__YOUR OBJECTIVE__: Continue the biographical text on Harold G. Barrett, the speech communication professor, starting right after its final sentence.

__SOURCE TEXT__:
#####

Harold G. Barrett is an American Emeritus Professor of Speech Communication at California State University.  He is also a writer rhetorician on the subject of ethics and civility in communication.

Early life an education
Barrett earned an A.B., 1949, and an M.A., 1952, from the University of the Pacific. He graduated with a Ph.D. in 1962 from the University of Oregon.

Career
During his career Barrett published a number of books. One of his better known works, Rhetoric and Civility Human Development, Narcissism, and the Good Audience, was published in 1991. In this book Barrett discusses classical rhetorical theory and interprets it for use in all interactions, exploring origins in infancy of the rhetorical disposition and the rhetorical indisposition. Barrett provides four case-study chapters of the lives of individuals illustrating unhealthy narcissism and rhetorical failure, and illustrates how unfavorable narcissism can give adverse direction to the rhetorical imperative and lead to problems in relationships. Barrett offers a rhetorical corrective.

#####

__DATA EXCERPTS__:
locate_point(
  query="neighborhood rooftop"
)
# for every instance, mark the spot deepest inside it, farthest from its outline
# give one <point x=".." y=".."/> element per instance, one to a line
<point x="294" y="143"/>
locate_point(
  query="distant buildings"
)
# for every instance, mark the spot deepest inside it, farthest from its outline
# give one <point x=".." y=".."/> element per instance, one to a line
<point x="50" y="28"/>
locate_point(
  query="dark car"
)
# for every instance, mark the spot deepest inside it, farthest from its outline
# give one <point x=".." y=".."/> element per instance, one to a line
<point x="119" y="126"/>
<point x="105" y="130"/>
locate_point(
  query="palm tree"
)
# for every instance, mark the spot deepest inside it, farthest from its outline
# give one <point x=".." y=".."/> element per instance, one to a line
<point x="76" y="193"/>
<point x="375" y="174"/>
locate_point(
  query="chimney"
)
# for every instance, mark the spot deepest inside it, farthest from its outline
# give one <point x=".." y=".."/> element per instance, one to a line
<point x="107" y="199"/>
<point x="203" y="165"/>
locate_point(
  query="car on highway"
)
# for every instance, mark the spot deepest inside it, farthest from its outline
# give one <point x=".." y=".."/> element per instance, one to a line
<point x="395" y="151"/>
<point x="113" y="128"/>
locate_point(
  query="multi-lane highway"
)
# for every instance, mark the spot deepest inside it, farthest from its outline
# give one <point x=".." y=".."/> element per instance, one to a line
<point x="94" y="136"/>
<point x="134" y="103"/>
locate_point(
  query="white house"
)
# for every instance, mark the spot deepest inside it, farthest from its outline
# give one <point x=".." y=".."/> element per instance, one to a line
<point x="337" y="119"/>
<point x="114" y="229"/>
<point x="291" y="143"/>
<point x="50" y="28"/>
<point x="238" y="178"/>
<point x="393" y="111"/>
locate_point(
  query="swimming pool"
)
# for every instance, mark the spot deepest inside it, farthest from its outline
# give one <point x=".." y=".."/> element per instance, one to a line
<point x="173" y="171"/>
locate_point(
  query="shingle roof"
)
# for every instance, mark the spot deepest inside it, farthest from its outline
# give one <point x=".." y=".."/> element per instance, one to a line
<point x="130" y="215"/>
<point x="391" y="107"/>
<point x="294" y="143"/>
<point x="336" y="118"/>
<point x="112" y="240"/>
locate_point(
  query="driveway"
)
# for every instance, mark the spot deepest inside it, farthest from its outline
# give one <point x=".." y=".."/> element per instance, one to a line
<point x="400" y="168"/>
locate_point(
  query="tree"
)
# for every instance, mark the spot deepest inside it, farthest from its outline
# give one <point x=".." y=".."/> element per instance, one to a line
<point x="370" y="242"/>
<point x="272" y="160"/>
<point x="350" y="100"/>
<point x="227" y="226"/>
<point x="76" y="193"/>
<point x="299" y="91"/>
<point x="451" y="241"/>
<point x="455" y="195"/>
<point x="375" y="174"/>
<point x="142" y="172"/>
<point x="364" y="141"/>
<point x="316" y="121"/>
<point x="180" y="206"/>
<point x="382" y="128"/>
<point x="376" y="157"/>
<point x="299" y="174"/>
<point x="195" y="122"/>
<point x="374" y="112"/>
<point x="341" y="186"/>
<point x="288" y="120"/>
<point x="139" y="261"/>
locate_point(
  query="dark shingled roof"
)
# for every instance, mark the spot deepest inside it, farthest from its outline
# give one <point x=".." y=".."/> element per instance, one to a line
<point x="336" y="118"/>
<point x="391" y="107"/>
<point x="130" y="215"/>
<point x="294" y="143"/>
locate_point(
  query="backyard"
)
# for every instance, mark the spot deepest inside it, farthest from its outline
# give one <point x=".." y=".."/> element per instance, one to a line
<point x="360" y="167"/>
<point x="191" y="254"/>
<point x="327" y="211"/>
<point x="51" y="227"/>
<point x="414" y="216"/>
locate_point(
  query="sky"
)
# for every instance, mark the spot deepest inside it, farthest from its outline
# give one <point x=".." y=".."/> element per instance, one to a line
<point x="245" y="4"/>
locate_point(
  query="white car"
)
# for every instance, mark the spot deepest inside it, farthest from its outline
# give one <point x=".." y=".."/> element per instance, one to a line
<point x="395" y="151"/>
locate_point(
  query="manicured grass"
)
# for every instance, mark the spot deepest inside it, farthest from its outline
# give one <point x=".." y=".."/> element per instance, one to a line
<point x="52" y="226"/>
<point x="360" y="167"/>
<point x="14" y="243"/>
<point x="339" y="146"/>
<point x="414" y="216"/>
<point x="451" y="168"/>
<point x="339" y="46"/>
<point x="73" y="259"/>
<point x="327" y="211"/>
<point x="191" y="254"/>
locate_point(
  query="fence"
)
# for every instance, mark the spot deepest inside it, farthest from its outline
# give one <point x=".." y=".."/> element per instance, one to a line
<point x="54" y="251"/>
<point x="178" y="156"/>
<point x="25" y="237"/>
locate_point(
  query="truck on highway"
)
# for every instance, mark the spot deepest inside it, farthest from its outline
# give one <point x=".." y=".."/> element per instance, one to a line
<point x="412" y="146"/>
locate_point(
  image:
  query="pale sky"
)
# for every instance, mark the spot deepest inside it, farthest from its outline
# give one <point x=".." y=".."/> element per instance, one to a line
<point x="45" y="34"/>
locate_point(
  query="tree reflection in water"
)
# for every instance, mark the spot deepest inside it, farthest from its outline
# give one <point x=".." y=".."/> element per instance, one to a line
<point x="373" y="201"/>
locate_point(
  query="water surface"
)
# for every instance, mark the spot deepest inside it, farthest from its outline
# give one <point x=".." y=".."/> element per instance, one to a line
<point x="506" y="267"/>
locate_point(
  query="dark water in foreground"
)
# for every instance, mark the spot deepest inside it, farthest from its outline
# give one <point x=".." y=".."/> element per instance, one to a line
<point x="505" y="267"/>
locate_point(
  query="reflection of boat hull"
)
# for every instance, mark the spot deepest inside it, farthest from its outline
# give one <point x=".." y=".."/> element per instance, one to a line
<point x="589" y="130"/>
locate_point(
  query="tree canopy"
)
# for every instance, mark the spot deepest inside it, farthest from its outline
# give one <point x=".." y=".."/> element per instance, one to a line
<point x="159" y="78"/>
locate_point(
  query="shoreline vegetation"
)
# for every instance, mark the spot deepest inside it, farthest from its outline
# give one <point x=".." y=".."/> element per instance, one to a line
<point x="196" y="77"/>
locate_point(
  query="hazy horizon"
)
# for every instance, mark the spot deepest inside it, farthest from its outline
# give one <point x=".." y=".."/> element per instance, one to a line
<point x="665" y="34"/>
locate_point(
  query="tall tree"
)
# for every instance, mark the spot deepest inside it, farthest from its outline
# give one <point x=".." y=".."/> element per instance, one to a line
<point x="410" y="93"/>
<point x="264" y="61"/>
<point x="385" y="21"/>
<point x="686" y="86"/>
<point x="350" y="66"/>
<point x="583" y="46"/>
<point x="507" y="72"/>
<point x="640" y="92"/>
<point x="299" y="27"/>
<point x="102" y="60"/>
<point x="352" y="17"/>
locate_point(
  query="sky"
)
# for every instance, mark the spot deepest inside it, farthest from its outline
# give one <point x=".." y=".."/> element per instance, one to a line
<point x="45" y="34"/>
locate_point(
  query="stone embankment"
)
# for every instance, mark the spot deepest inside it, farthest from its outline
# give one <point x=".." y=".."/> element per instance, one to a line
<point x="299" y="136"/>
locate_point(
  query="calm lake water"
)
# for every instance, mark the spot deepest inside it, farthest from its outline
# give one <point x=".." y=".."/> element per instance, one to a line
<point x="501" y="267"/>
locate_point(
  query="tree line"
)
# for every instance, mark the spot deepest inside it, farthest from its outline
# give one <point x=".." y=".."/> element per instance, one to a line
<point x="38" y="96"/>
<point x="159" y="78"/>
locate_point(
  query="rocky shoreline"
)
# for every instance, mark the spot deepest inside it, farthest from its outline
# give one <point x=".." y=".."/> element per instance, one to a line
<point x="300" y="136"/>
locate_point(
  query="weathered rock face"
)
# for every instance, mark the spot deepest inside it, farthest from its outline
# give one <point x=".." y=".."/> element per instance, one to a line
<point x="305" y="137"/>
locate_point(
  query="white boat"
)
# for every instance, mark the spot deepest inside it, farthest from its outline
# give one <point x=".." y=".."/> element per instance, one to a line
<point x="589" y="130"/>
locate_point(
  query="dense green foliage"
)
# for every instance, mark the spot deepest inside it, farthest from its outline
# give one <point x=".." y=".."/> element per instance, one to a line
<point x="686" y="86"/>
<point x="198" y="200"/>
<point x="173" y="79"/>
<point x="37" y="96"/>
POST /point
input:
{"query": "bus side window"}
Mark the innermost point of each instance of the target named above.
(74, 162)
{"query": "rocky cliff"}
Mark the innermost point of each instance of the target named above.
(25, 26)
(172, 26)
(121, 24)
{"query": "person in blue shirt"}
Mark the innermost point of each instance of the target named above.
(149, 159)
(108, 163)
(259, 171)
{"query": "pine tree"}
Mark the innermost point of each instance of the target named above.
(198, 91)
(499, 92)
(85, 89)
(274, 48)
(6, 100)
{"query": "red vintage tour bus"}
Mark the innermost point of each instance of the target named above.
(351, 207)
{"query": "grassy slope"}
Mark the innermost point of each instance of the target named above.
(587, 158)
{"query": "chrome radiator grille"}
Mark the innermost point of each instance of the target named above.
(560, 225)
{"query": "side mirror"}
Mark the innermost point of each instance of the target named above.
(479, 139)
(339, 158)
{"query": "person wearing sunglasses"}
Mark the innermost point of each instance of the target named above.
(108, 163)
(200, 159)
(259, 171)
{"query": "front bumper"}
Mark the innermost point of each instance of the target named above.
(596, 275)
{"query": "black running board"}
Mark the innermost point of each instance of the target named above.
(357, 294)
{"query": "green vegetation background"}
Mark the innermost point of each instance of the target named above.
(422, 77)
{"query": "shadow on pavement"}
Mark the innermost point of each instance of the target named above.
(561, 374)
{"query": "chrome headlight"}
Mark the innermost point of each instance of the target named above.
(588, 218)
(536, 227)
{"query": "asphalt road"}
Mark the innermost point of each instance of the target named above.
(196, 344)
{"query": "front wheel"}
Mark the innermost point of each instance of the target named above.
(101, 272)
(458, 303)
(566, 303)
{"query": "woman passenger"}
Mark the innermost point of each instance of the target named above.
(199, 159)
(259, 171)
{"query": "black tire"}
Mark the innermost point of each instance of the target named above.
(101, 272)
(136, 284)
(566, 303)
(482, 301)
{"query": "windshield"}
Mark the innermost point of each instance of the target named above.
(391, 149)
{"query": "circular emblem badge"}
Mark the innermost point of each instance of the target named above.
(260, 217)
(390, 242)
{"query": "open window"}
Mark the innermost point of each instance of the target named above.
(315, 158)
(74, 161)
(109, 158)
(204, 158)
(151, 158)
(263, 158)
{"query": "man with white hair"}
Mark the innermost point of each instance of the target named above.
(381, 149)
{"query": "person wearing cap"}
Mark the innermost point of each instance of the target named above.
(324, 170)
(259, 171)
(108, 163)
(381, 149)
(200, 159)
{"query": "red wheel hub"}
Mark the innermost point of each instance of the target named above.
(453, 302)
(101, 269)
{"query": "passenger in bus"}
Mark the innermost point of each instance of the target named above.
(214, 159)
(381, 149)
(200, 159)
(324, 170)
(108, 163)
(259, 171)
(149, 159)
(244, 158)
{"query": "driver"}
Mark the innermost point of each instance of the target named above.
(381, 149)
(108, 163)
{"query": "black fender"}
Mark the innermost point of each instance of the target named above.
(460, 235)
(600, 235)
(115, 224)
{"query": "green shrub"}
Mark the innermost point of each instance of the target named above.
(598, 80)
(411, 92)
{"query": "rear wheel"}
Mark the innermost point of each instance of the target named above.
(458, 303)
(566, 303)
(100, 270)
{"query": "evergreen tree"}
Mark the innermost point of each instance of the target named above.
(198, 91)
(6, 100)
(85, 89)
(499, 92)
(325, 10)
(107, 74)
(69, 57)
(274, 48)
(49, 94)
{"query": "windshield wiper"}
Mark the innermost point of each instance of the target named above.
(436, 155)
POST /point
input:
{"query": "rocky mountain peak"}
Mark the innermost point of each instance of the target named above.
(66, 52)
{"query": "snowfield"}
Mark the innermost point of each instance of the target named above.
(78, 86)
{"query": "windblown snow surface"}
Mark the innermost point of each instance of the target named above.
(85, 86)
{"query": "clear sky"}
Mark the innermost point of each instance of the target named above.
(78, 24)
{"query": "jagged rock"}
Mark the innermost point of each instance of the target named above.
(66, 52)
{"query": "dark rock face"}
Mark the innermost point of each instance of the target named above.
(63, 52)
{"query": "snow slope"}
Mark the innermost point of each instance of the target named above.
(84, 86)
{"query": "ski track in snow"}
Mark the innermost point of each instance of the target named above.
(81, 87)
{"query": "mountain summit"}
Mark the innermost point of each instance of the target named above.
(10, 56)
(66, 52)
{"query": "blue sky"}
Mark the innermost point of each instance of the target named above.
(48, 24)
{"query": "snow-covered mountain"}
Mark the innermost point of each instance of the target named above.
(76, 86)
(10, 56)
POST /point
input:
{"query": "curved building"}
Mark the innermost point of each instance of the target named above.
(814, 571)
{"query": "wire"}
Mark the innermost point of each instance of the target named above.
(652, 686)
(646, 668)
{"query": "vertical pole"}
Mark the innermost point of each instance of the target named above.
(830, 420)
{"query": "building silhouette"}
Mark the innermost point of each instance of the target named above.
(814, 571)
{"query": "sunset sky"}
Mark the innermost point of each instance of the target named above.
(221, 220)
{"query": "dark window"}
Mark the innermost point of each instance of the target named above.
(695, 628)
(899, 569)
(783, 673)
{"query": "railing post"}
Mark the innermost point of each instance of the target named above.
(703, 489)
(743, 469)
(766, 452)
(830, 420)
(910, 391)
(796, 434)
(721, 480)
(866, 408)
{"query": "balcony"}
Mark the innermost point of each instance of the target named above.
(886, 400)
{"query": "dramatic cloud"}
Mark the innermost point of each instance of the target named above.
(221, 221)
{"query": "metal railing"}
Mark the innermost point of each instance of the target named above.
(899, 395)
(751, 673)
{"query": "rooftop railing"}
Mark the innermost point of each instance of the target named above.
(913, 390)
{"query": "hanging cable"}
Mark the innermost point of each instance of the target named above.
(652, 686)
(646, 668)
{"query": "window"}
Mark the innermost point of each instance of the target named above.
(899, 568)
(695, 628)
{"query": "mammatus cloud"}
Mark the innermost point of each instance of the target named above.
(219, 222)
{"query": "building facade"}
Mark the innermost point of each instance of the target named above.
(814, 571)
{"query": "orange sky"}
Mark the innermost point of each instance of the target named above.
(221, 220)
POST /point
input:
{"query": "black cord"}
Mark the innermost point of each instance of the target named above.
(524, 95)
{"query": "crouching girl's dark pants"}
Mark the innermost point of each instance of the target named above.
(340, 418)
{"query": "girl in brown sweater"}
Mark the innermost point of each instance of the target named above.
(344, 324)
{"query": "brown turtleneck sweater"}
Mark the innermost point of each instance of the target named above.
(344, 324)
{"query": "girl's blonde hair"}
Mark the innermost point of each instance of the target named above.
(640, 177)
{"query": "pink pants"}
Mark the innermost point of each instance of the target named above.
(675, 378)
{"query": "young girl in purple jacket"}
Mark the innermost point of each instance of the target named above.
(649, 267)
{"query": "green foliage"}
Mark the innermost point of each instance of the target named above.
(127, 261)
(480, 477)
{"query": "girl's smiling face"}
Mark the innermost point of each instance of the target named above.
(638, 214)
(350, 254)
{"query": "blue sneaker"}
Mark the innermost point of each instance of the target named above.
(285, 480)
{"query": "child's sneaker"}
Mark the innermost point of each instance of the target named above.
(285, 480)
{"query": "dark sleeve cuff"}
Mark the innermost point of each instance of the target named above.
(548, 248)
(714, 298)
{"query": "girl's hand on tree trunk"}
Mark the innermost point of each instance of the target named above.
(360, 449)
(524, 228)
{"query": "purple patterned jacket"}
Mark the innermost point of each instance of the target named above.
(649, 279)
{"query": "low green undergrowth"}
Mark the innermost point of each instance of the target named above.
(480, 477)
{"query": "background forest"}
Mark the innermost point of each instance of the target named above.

#####

__OUTPUT__:
Barrett also published a number of journal articles on various subjects related to rhetoric and effectiveness in verbal communication, both currently and in historical context.

For many years Barrett was the coordinator of California State University's Conference in Rhetorical Criticism.

Selected publications
Maintaining the Self in Communication
Rhetoric of the People: Is There Any Better Or Equal Hope in the World? (editor)

References

Year of birth missing (living people)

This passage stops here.